_Instrucción A_. Enumera los títulos de películas que se mencionan en el texto sobre Debord.
_Instrucción B_. Enumera todas las líneas de los registros en las que aparece la palabra "helmet", copiándolas completas.

_Texto seleccionado_.

Sé que al formular estas críticas, entro en ese espacio al que se dirigía el propio Debord, cuando, unos años después, afirmaba: “Los especialistas en cine han dicho que había en la película una mala política revolucionaria; y los políticos de todas las izquierdas ilusionistas han dicho que era mal cine. Pero cuando se es a la vez revolucionario y cineasta se demuestra fácilmente que su acritud general deriva de la evidencia de que el film en cuestión es la crítica exacta de la sociedad que ellos no saben combatir y el primer ejemplo del cine que ellos no saben hacer”. La arrogancia intelectual de Debord y su incapacidad para aceptar cualquier crítica queda bien patente no solo en esas palabras, sino, sobre todo, en el título mismo del cortometraje que firmaría dos años más tarde: “Refutación de todos los juicios tanto elogiosos como hostiles formulados hasta ahora sobre el film ‘La sociedad del espectáculo’”.

El mesianismo de Debord, que se creía iluminado y en posesión de una verdad absoluta y completa que, curiosamente y a lo que parece, no estaba dispuesto a compartir ni siquiera con sus amigos, es un hecho lamentablemente común. Pero Debord cree ser el único en ver la verdad y toda la verdad. Todo el cine forma parte de la sociedad del espectáculo... salvo el suyo. Toda actitud ante el hecho social es farisaica y aliada del poder... salvo la suya. Demasiado vulgar y demasiado banal. Si Debord hubiera sido capaz de trascender su visión cerrilmente ideológica, habría podido percibir que ese arte, que él despreciaba aunque cultivara, puede desvelar realidades que se abren más allá de sus análisis, tan brillantes en sus reducidos límites como miopes en su capacidad para abarcar un ámbito más amplio.

En ese canto de autoexaltación que es “In girum imus nocte...” realizada pocos años después, Debord diría, entre otras cosas: “Yo he merecido el odio universal de la sociedad de mi tiempo, y me hubiera disgustado tener otros méritos a los ojos de esa sociedad... es en el cine donde he provocado la indignación más completa y unánime... mi mera existencia sigue siendo una hipótesis generalmente refutada. Me veo situado por encima de todas las leyes del género... No es poca satisfacción para mí presentar una obra que está absolutamente por encima de toda crítica...».

Con toda su inteligencia, parece que Debord no llegó a comprender nunca que él era parte del espectáculo que denunciaba (alguien podrá decir que del área conocida como “psicopatología”) y que su cine estaba destinado a formar parte integrante --mucho más que el de otros cineastas menos “espectacularmente revolucionarios”-- de la sociedad que pretendía combatir. Sus partidarios, me podrán acusar de una crítica fácil y ya antes formulada. Concedido; no pretendo, por supuesto, tener la brillantez de Debord; pero que dos y dos sean cuatro no es menos cierto por el hecho de ser una verdad insistentemente repetida y formar parte del acervo común.

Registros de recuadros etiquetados
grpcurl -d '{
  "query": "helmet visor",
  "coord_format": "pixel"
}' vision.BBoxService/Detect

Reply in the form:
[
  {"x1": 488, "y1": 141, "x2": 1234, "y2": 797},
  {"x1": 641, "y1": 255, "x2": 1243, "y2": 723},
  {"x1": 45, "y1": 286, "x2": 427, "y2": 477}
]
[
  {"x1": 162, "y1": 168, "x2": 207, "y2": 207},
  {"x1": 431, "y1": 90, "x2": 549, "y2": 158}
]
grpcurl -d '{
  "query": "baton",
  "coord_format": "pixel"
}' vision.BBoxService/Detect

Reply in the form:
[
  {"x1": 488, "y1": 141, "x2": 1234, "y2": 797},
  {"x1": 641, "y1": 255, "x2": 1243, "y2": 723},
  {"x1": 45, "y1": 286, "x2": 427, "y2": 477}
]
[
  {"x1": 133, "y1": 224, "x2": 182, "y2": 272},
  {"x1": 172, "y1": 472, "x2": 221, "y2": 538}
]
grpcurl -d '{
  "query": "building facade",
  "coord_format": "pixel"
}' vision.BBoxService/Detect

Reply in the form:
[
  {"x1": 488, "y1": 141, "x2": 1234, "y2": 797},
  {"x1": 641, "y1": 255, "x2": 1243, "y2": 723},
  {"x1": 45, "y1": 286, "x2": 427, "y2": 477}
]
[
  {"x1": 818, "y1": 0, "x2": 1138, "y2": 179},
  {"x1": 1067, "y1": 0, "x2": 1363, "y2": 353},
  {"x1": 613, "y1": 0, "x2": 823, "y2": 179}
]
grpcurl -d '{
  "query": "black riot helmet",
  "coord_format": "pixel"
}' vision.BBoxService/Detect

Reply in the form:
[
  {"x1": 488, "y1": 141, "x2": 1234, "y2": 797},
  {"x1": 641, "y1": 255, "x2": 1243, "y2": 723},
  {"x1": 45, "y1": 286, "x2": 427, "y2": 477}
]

_Resultado correcto A_.
- “La sociedad del espectáculo”
- “Refutación de todos los juicios tanto elogiosos como hostiles formulados hasta ahora sobre el film ‘La sociedad del espectáculo’”
- “In girum imus nocte...”

_Resultado correcto B_.
  "query": "helmet visor",
  "query": "black riot helmet",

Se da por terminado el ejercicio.